--- Task requirements ---
Please convert the entries below, starting with the line containing "the grass patch." and going on through the end of the entries, into a two-column CSV with the headers input and output. Use one row per entry, holding its text and its answer, with each field quoted and its line breaks replaced by spaces.

--- Records shown ---
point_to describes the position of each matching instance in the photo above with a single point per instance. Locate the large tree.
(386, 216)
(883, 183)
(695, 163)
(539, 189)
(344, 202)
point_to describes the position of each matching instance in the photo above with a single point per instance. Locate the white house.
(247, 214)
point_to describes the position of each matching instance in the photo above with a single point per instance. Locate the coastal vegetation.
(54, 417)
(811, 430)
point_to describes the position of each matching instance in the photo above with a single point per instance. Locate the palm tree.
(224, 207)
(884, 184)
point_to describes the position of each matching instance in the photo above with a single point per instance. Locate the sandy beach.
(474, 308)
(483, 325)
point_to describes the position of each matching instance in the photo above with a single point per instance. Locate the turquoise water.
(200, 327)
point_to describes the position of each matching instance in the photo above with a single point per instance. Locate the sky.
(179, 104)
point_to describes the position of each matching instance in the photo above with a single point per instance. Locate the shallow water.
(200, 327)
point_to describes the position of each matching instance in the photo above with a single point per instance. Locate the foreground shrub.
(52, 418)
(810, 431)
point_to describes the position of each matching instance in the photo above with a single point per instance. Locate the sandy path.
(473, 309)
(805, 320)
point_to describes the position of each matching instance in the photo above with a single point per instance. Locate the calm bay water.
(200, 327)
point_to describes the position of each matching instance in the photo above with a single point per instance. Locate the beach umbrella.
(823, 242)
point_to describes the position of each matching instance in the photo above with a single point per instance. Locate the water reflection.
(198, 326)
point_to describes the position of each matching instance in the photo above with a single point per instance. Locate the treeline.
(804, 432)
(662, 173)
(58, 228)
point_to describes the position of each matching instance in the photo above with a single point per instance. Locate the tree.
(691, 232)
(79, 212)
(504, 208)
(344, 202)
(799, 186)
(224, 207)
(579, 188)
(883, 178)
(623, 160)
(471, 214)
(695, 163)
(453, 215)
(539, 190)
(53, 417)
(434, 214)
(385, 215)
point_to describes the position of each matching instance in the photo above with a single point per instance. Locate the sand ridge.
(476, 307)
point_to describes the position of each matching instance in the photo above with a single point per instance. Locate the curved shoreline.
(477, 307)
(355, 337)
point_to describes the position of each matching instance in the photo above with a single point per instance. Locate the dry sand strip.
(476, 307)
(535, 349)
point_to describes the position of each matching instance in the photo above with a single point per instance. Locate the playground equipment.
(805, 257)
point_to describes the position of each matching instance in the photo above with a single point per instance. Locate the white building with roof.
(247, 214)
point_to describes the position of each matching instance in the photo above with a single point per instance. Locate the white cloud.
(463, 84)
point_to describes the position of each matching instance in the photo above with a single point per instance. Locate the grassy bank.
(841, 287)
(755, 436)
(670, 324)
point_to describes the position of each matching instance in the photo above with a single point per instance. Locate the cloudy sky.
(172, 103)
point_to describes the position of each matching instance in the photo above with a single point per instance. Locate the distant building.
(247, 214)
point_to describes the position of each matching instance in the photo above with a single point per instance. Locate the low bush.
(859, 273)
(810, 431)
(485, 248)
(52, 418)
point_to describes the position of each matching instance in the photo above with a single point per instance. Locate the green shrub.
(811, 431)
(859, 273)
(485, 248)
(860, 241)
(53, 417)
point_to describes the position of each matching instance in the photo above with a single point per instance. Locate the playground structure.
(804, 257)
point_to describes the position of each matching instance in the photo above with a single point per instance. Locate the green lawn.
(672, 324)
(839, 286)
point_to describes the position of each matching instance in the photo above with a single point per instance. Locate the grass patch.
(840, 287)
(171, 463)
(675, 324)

--- Solution for this problem ---
input,output
"point_to describes the position of each matching instance in the photo above with a single point per instance. Locate the grass patch.","(840, 287) (171, 463) (675, 324)"